(Point labeling data based on photos)
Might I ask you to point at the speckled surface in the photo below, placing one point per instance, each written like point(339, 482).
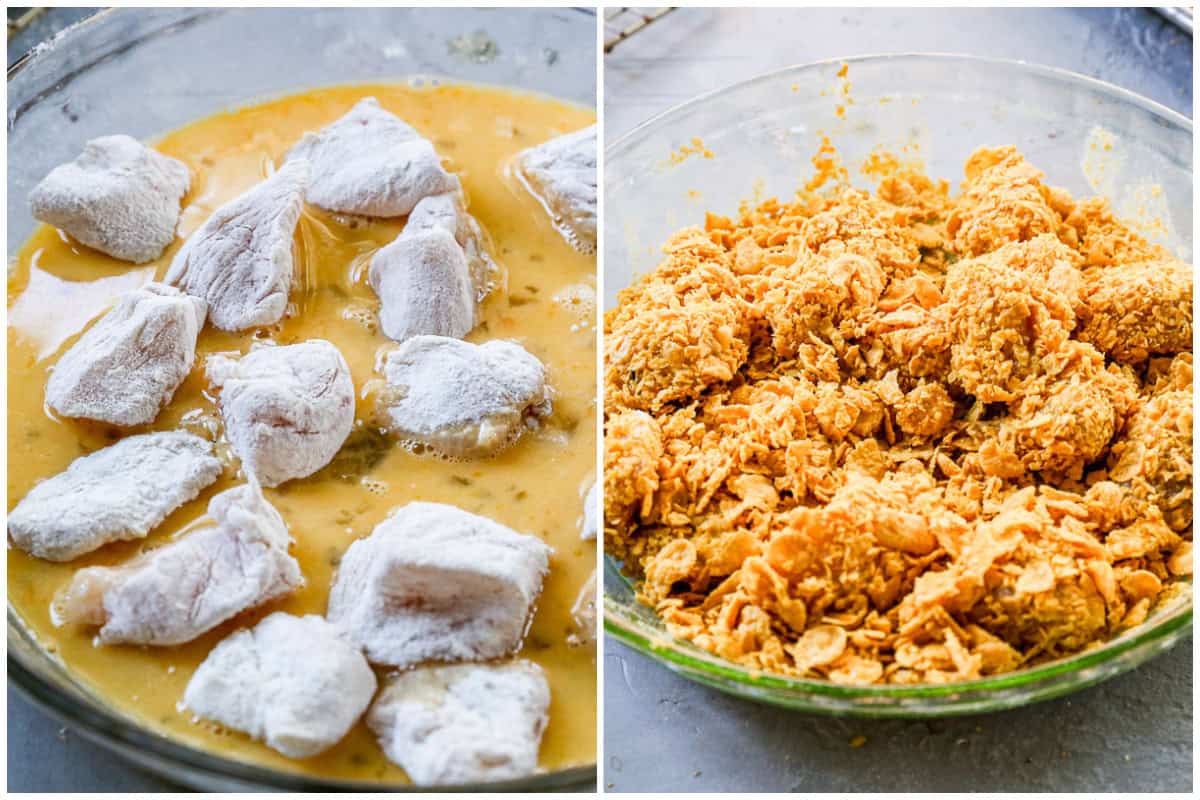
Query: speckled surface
point(666, 734)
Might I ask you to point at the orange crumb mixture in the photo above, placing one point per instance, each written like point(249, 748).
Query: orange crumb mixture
point(905, 437)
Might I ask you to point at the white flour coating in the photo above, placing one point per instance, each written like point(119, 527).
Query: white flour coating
point(240, 260)
point(287, 410)
point(562, 173)
point(191, 584)
point(463, 723)
point(291, 681)
point(126, 367)
point(372, 163)
point(117, 493)
point(118, 197)
point(463, 400)
point(583, 614)
point(591, 515)
point(437, 583)
point(432, 277)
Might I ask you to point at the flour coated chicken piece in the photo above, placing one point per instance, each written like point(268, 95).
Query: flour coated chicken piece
point(126, 367)
point(562, 174)
point(287, 410)
point(583, 614)
point(117, 493)
point(118, 197)
point(437, 583)
point(289, 681)
point(465, 723)
point(591, 515)
point(193, 583)
point(463, 400)
point(240, 260)
point(432, 276)
point(370, 162)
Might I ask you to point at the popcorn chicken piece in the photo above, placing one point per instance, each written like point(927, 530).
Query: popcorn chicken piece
point(436, 583)
point(191, 584)
point(463, 400)
point(289, 681)
point(431, 278)
point(240, 260)
point(1011, 312)
point(463, 723)
point(631, 452)
point(1104, 240)
point(117, 493)
point(562, 174)
point(118, 197)
point(1156, 455)
point(682, 330)
point(287, 410)
point(126, 367)
point(1134, 311)
point(370, 162)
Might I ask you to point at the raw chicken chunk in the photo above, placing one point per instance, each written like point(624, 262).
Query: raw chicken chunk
point(431, 278)
point(129, 365)
point(117, 493)
point(562, 174)
point(372, 163)
point(240, 259)
point(463, 723)
point(190, 585)
point(291, 681)
point(436, 583)
point(591, 513)
point(463, 400)
point(118, 197)
point(287, 410)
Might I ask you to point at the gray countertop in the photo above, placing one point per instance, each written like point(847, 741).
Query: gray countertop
point(664, 733)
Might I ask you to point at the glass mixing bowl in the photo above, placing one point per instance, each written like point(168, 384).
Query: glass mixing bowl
point(1087, 136)
point(145, 72)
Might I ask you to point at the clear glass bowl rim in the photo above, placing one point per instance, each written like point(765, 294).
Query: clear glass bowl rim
point(1045, 680)
point(157, 752)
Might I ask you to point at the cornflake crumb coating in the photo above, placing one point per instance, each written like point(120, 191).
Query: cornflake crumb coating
point(904, 438)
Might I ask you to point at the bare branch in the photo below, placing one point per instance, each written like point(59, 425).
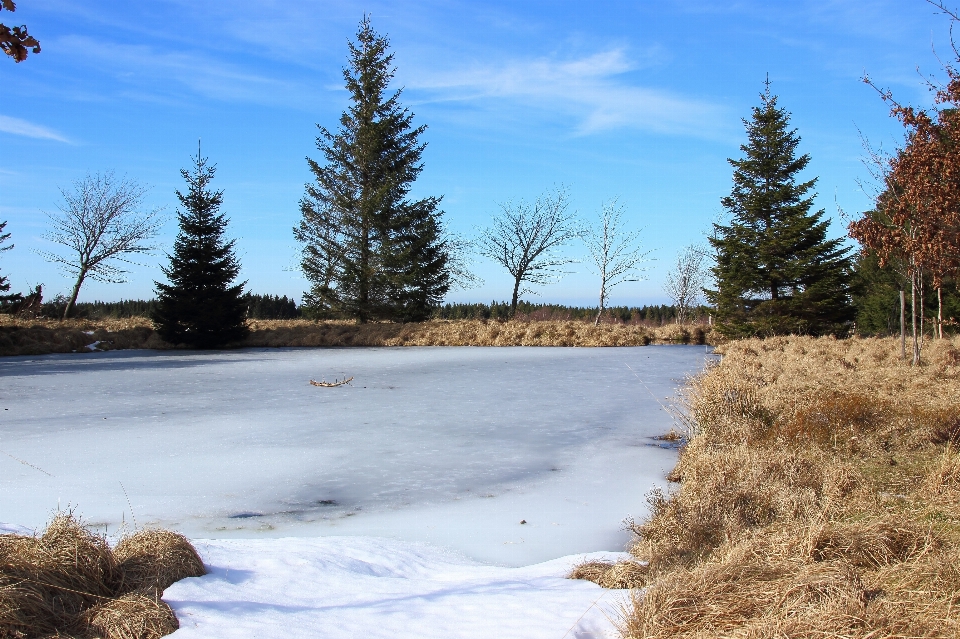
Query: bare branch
point(684, 284)
point(615, 252)
point(525, 240)
point(101, 222)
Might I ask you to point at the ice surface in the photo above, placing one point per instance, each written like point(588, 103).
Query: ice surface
point(348, 587)
point(451, 446)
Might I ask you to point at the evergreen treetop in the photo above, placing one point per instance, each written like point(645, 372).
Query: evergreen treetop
point(370, 253)
point(776, 271)
point(200, 306)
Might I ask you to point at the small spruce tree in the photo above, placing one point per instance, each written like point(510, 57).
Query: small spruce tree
point(369, 252)
point(776, 271)
point(200, 306)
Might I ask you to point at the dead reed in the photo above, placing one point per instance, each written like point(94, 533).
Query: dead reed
point(819, 496)
point(34, 337)
point(69, 582)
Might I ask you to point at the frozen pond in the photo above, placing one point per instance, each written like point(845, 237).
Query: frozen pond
point(451, 446)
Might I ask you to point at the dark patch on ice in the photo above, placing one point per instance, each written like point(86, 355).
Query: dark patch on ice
point(668, 443)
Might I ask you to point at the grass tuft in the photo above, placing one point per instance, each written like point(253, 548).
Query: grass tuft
point(68, 582)
point(818, 496)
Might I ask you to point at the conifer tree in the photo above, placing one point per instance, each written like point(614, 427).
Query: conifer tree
point(370, 253)
point(776, 272)
point(200, 306)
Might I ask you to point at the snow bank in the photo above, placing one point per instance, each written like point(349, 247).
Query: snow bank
point(349, 587)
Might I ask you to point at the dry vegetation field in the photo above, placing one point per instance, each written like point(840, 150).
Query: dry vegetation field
point(819, 496)
point(68, 582)
point(39, 336)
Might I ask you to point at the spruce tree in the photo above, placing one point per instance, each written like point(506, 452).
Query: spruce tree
point(369, 252)
point(776, 271)
point(200, 306)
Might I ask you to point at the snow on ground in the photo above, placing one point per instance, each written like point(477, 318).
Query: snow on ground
point(348, 587)
point(389, 507)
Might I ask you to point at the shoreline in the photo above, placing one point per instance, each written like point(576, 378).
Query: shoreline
point(45, 336)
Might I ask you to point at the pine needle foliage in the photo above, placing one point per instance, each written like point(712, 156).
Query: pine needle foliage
point(201, 307)
point(776, 271)
point(369, 252)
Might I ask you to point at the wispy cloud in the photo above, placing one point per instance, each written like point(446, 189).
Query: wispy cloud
point(592, 90)
point(16, 126)
point(160, 70)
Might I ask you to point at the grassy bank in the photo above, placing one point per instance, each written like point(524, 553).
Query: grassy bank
point(68, 582)
point(35, 337)
point(819, 496)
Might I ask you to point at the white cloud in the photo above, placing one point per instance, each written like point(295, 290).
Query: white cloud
point(16, 126)
point(147, 66)
point(591, 90)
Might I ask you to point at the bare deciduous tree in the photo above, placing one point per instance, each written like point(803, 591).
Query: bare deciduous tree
point(101, 221)
point(15, 41)
point(525, 240)
point(684, 284)
point(615, 251)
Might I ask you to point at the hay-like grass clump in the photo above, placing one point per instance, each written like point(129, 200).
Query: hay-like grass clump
point(68, 582)
point(155, 559)
point(818, 496)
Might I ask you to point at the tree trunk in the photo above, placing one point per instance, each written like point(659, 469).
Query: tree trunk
point(75, 293)
point(903, 325)
point(939, 313)
point(913, 317)
point(603, 296)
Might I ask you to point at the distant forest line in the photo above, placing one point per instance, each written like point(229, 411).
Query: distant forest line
point(279, 307)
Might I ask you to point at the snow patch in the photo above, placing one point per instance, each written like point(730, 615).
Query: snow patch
point(348, 587)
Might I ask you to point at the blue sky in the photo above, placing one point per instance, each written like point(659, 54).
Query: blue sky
point(641, 101)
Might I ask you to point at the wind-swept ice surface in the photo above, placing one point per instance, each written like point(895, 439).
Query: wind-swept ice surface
point(348, 587)
point(452, 446)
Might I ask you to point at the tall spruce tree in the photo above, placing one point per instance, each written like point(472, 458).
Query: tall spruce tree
point(200, 306)
point(370, 253)
point(776, 271)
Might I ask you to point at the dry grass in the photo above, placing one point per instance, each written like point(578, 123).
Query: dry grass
point(622, 574)
point(131, 616)
point(69, 582)
point(155, 558)
point(33, 337)
point(819, 496)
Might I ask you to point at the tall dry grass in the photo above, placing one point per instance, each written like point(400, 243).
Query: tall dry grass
point(819, 496)
point(67, 581)
point(34, 337)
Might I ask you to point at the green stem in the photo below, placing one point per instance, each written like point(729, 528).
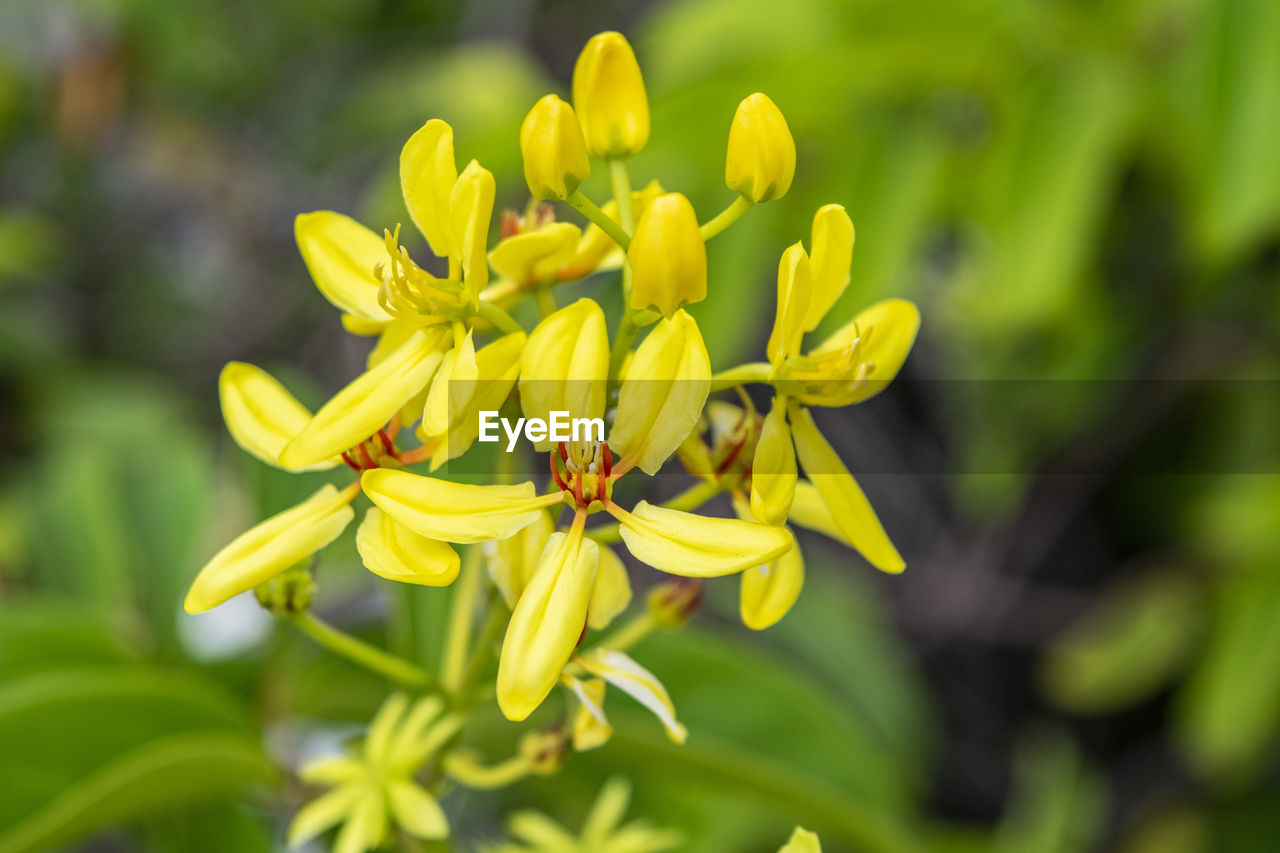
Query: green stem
point(481, 652)
point(726, 218)
point(545, 300)
point(501, 320)
point(369, 656)
point(453, 661)
point(626, 336)
point(589, 209)
point(755, 372)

◆ Your objective: Please convert the data above into a JSON list of strings, one string per line, skipping blank lines and leaving out the pictures.

◆ In response:
[
  "Might I ask you to point at the speckled surface in the photo below, placing one point per instance, each written like point(339, 482).",
  "Query: speckled surface",
  "point(666, 734)",
  "Might I ask you to point at the orange crumb mixture in the photo above, placing one point per instance, each written like point(249, 748).",
  "Query: orange crumb mixture",
  "point(905, 437)",
  "Might I ask you to point at the white flour coating in the photo above, placing one point per instance, each written like point(119, 527).",
  "Query: white flour coating",
  "point(240, 260)",
  "point(287, 410)",
  "point(562, 173)",
  "point(191, 584)",
  "point(463, 723)",
  "point(291, 681)",
  "point(126, 367)",
  "point(372, 163)",
  "point(117, 493)",
  "point(118, 197)",
  "point(463, 400)",
  "point(583, 614)",
  "point(591, 515)",
  "point(437, 583)",
  "point(432, 277)",
  "Might I ask you to point at the flour coated chicken piece in the photo above, placing one point per instance, each written like point(268, 95).",
  "Query: flour coated chicken piece",
  "point(126, 367)",
  "point(562, 174)",
  "point(287, 410)",
  "point(583, 614)",
  "point(117, 493)",
  "point(118, 197)",
  "point(437, 583)",
  "point(289, 681)",
  "point(465, 723)",
  "point(591, 515)",
  "point(193, 583)",
  "point(463, 400)",
  "point(240, 260)",
  "point(432, 276)",
  "point(370, 162)",
  "Might I ask you to point at the popcorn chicken piece in the photo above, placing one point per instance, each written like point(927, 530).",
  "Query: popcorn chicken piece",
  "point(436, 583)",
  "point(191, 584)",
  "point(463, 400)",
  "point(289, 681)",
  "point(431, 278)",
  "point(240, 260)",
  "point(1011, 312)",
  "point(463, 723)",
  "point(631, 452)",
  "point(1104, 240)",
  "point(117, 493)",
  "point(562, 174)",
  "point(118, 197)",
  "point(1156, 455)",
  "point(682, 330)",
  "point(287, 410)",
  "point(126, 367)",
  "point(1134, 311)",
  "point(370, 162)",
  "Might I ask you to point at the raw chicken chunk in the photo above, placing one point per instance, each written like point(624, 262).",
  "Query: raw chicken chunk",
  "point(431, 278)",
  "point(129, 365)",
  "point(117, 493)",
  "point(562, 174)",
  "point(372, 163)",
  "point(240, 259)",
  "point(463, 723)",
  "point(190, 585)",
  "point(291, 681)",
  "point(436, 583)",
  "point(591, 513)",
  "point(463, 400)",
  "point(118, 197)",
  "point(287, 410)",
  "Might I ask you to point at the gray countertop in the photo above, placing one point per instance, each written like point(847, 741).",
  "Query: gray countertop",
  "point(664, 733)",
  "Might I ask you to point at the glass mixing bowl in the photo above, placing one point per instance, each written like point(168, 384).",
  "Query: glass mixing bowl",
  "point(1087, 136)",
  "point(145, 72)",
  "Might I ask you to point at the clear glass bowl rim in the photo above, placing one point per instance, each written like point(765, 294).",
  "Query: clear glass bowl rim",
  "point(1045, 680)",
  "point(157, 752)",
  "Might I ask you to point at the cornflake crumb coating in the photo above, placing one point per instance, each written like point(120, 191).",
  "Query: cornflake crumb coating",
  "point(904, 438)",
  "Might I ask you to point at the bare branch in the photo below, placing one point per instance, each written like point(59, 425).",
  "Query: bare branch",
  "point(684, 284)",
  "point(615, 252)",
  "point(525, 240)",
  "point(101, 222)",
  "Might I ask you to point at the ice surface in the photo above, placing one point per instance, each written like point(588, 103).",
  "Query: ice surface",
  "point(348, 587)",
  "point(451, 446)",
  "Might I ask you to point at the evergreen treetop in the photo above, placing one point per instance, each written like point(645, 372).",
  "Query: evergreen treetop",
  "point(370, 253)",
  "point(776, 271)",
  "point(200, 306)",
  "Might I ask you to point at the small spruce tree in the photo above, placing one point per instance, each written like point(510, 57).",
  "Query: small spruce tree",
  "point(369, 252)",
  "point(776, 271)",
  "point(200, 306)",
  "Might I ask you to point at the dead reed in the photo above, placing one point per instance, each written like point(94, 533).",
  "Query: dead reed",
  "point(819, 496)",
  "point(34, 337)",
  "point(69, 582)",
  "Might I ask you to point at the frozen pond in the photo above, placing one point per instance, each written like point(845, 237).",
  "Query: frozen pond",
  "point(451, 446)",
  "Might I ask you to point at the dark patch on ice in the photo above, placing one point per instance, each written like point(86, 355).",
  "Query: dark patch on ice",
  "point(668, 443)",
  "Might I ask you to point at the grass tuft in the photo above, placing one point per instance, each written like point(253, 548).",
  "Query: grass tuft",
  "point(68, 582)",
  "point(818, 496)",
  "Might I ask you to point at the conifer tree in the photo above, placing one point per instance, each written like point(614, 427).",
  "Query: conifer tree",
  "point(370, 253)",
  "point(776, 272)",
  "point(200, 306)",
  "Might I ask you to point at the snow bank in the photo above, placing one point per instance, each written like point(349, 247).",
  "Query: snow bank",
  "point(349, 587)",
  "Might I ask you to point at the dry vegetation field in the photo above, placing one point per instance, each written like point(840, 150).",
  "Query: dry vegetation field",
  "point(819, 496)",
  "point(68, 582)",
  "point(39, 336)",
  "Might I ask you to point at the spruce tree in the photo above, placing one point per instance, each written like point(506, 452).",
  "Query: spruce tree",
  "point(369, 252)",
  "point(776, 271)",
  "point(200, 306)",
  "Might I ask you to point at the snow on ground in the photo above, placing one point per instance, each written like point(477, 318).",
  "Query: snow on ground",
  "point(348, 587)",
  "point(389, 507)",
  "Might I ask you to point at the shoreline in the photo above, placing one point per instance, each written like point(576, 378).",
  "Query: shoreline",
  "point(45, 336)",
  "Might I ask you to point at the pine needle foliage in the photo above, placing one point per instance, each written like point(712, 156).",
  "Query: pine needle foliage",
  "point(201, 307)",
  "point(776, 271)",
  "point(369, 252)",
  "Might I ask you to point at the wispy cloud in the photo above, placing one point per instance, each written like point(446, 189).",
  "Query: wispy cloud",
  "point(592, 90)",
  "point(16, 126)",
  "point(160, 70)",
  "Might I ask you to point at the grassy bank in the photo above, placing one point per instance, each written like point(524, 553).",
  "Query: grassy bank",
  "point(68, 582)",
  "point(35, 337)",
  "point(819, 496)",
  "Might I ask you to point at the white cloud in the photo above, placing one point per instance, each written like point(295, 290).",
  "Query: white cloud",
  "point(16, 126)",
  "point(147, 66)",
  "point(591, 90)",
  "Might I ask you to point at the bare deciduous tree in the photo above, placing one point per instance, each written like point(803, 591).",
  "Query: bare deciduous tree",
  "point(101, 221)",
  "point(15, 41)",
  "point(525, 240)",
  "point(684, 284)",
  "point(615, 251)",
  "Might I ask you to point at the hay-like grass clump in the photo above, placing one point per instance, each written like point(129, 200).",
  "Query: hay-like grass clump",
  "point(68, 582)",
  "point(155, 559)",
  "point(818, 496)",
  "Might I ask you to point at the tree trunk in the photo above, placing one point per instance, each written like point(659, 469).",
  "Query: tree trunk",
  "point(75, 293)",
  "point(903, 325)",
  "point(939, 313)",
  "point(913, 317)",
  "point(603, 296)",
  "Might I ask you to point at the distant forest line in the photo above, placing one point per instance, each written like point(229, 411).",
  "Query: distant forest line",
  "point(279, 307)",
  "Might I ask you to point at the snow patch in the photo above, placing one point per instance, each written like point(730, 615).",
  "Query: snow patch",
  "point(348, 587)",
  "Might I ask you to point at the blue sky in the photo above, placing one point per instance, each written like point(659, 54).",
  "Query: blue sky",
  "point(641, 101)",
  "Might I ask you to point at the wind-swept ice surface in the photo above, placing one point per instance, each written like point(895, 439).",
  "Query: wind-swept ice surface",
  "point(348, 587)",
  "point(452, 446)",
  "Might I ask you to point at the tall spruce tree in the photo above, placing one point per instance, each written like point(472, 458).",
  "Query: tall spruce tree",
  "point(200, 306)",
  "point(370, 253)",
  "point(776, 271)",
  "Might I ask you to point at the dry grass in the photo above, placing one point per instance, each written like point(578, 123).",
  "Query: dry grass",
  "point(622, 574)",
  "point(131, 616)",
  "point(69, 582)",
  "point(155, 558)",
  "point(33, 337)",
  "point(819, 496)",
  "Might I ask you to point at the tall dry grass in the photo above, placing one point per instance, each written like point(400, 243).",
  "Query: tall dry grass",
  "point(819, 496)",
  "point(67, 581)",
  "point(34, 337)",
  "Might I ask you to point at the green stem in the photo below, placing one point per instance, each written like point(729, 528).",
  "Query: green stem",
  "point(481, 652)",
  "point(726, 218)",
  "point(545, 300)",
  "point(501, 320)",
  "point(369, 656)",
  "point(453, 661)",
  "point(626, 336)",
  "point(589, 209)",
  "point(755, 372)"
]